■ Exercise 1 ■
In the passage on letting go, what does the hole hold?
■ Exercise 2 ■
Please copy out the part of the passage on letting go starting with "It's a scary" and going on through "do it ourselves.".

■ Exercise text ■
It's a scary thing to let go. It's terrifying to unlock those chains because that hole holds our identity and contentment, both things that God can give us completely if we let him. If we choose to not lock him out.

As leaders, we have to more quickly come to the place of letting go so that God can fill that hole in our hearts. We have to come to the place where God and only God satisfies us. I say 'have to' because it is exceedingly hard to encourage anyone else to let go and unlock their chains if we can't do it ourselves.

Run an audit of your heart. What are your chains? What do you need to let go of? Addictions? Possessions? Achievements? How can we help each other let go so that God can more fully come in?

Jesus doesn't force us to let God fill in that hole. He let the young man walk away. He didn't chase after him. Jesus will never force us to do anything. He will ask us to do things out of love for him, but we are free to choose not to.

■ Provided material ■

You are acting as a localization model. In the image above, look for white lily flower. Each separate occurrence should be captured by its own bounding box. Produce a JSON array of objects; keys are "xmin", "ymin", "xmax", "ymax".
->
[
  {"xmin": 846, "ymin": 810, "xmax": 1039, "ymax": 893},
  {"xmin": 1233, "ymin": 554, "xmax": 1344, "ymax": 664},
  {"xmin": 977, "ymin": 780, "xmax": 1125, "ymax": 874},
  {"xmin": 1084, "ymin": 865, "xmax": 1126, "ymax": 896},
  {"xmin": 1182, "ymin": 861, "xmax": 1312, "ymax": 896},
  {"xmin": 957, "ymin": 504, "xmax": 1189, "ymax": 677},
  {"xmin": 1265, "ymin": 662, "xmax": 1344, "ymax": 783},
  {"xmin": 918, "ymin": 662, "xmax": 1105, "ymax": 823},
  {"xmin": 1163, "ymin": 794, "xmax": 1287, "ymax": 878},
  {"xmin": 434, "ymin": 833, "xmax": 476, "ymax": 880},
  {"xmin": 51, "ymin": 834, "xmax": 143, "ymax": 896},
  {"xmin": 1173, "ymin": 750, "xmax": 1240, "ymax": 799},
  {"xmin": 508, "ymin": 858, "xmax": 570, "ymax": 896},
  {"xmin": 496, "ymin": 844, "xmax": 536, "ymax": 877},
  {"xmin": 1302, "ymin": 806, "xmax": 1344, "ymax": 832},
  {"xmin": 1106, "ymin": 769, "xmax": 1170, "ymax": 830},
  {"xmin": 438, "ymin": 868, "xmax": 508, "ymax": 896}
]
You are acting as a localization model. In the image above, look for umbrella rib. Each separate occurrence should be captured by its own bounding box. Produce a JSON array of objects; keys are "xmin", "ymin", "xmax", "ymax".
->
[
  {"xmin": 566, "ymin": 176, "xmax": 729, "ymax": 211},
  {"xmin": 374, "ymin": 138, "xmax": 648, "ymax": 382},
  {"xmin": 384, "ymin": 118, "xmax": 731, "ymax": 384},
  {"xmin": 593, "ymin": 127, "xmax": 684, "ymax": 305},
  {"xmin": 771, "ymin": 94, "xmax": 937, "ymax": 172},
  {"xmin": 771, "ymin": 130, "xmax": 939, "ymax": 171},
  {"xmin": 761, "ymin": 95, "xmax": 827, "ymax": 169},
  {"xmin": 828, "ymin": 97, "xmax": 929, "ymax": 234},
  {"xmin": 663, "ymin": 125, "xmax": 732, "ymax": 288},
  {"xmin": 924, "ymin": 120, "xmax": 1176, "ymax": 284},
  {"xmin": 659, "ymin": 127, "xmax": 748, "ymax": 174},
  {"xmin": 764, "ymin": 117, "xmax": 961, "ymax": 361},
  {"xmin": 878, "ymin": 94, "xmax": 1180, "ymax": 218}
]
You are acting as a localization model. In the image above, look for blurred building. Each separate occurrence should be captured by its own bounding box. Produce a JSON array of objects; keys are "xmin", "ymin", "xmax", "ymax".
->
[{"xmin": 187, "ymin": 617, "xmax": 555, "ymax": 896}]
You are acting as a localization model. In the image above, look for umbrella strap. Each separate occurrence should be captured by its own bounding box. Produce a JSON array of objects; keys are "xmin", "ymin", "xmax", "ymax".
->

■ Exercise output 1 ■
Our identity and contentment.

■ Exercise output 2 ■
It's a scary thing to let go. It's terrifying to unlock those chains because that hole holds our identity and contentment, both things that God can give us completely if we let him. If we choose to not lock him out.

As leaders, we have to more quickly come to the place of letting go so that God can fill that hole in our hearts. We have to come to the place where God and only God satisfies us. I say 'have to' because it is exceedingly hard to encourage anyone else to let go and unlock their chains if we can't do it ourselves.